| PAGE EXTRACT |
=== Section Start ===

Businesses were also on and off in their relationships with logistics providers.
“This was a lightbulb moment for us. The assets already exist and we thought what if we brought these guys together under one platform so that as a business, you don't have to have to deal with all those relationships? And also bring transparency, efficiency and eventually make it affordable,” says Alloys.
Kenya has an underdeveloped national addressing system making things such as last-mile deliveries difficult but through data, Sendy has been able to make it efficient and work for them. “We save locations of unfamiliar places so that next time deliveries can be seamless,” he said.
The aim is to make deliveries affordable. Alloys notes that the average basket value of a Kenyan shopper online is between Sh1,000 and Sh3,000.
“For us, the question we’re answering is if that's the amount being spent, what is going to be the delivery fee for a customer to be able to get that product at an affordable price?”
And how do they deliver a product worth Sh100? “There’s no point in buying something worth Sh100 and then the merchant is telling you, you'll pay Sh300 for delivery. It makes no sense. So we're trying to answer that question.”
“That for Sh100, can we deliver it for maybe Sh45 or Sh20 based on the consolidation, the network and the volumes that we have,” says Alloys.
However, Sendy also provides express services to customers who want products the same day but at a premium.
They first consolidate the huge volumes and then deliver them - making a product affordable. Mr Alloys says the plan is to cut delivery costs by for example having a customer to buy peanut butter or honey online for Sh500 and get charged Sh50 for delivery - unlocking opportunities for merchants.
Through their infrastructure, they enable mechants to know the similar locations that riders will deliver to via machine learning techniques. This aids them find the most efficient way to deliver the courier - bringing down the cost.
Sendy’s competition is mostly the informal sector including boda boda riders as the start-up concentrates on the last mile market.
The delivery and logistics market is also segmented and has big players doing the first-mile heavy lifting for example driving goods from the Mombasa Port to the hinterland and others like courier companies.
In a way, Sendy has helped formalise the boda bodas through partnerships with the riders.
At the start of the business, Alloys says, they faced challenges. “We call them (challenges) school fees internally. We learnt something because there's no one who was here before Sendy that we could actually learn from. We had to make those mistakes to be able to get to where we are.”
Their model works because they are solving a problem in a key economic sector which is underdeveloped. “As a business, if you start operating you want to sell to your customers. In the developed world, the infrastructure is there for you and you don't have to worry about that. But here you find businesses will have to build their own or try and manage it themselves.”

=== Section End ===

| THE DATA |
=== Section Start ===

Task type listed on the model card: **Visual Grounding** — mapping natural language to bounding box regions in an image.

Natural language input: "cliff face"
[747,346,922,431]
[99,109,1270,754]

=== Section End ===

| APPLY WHAT YOU READ |
**A)** From the Sendy passage, reproduce the section that begins at the words "Businesses were also" and stops after "Sh1,000 and Sh3,000.".
**B)** Condense the paragraph of the Sendy passage that opens "Kenya has an underdeveloped national addressing system" into a shorter version that retains its main facts.
Rely solely on the Sendy passage for what follows.

| ANSWERS GIVEN |
**A)**
Businesses were also on and off in their relationships with logistics providers.
“This was a lightbulb moment for us. The assets already exist and we thought what if we brought these guys together under one platform so that as a business, you don't have to have to deal with all those relationships? And also bring transparency, efficiency and eventually make it affordable,” says Alloys.
Kenya has an underdeveloped national addressing system making things such as last-mile deliveries difficult but through data, Sendy has been able to make it efficient and work for them. “We save locations of unfamiliar places so that next time deliveries can be seamless,” he said.
The aim is to make deliveries affordable. Alloys notes that the average basket value of a Kenyan shopper online is between Sh1,000 and Sh3,000.

**B)** Kenya's underdeveloped national addressing system makes last-mile deliveries difficult, but Sendy uses data to make them efficient. It saves the locations of unfamiliar places so that later deliveries there go smoothly.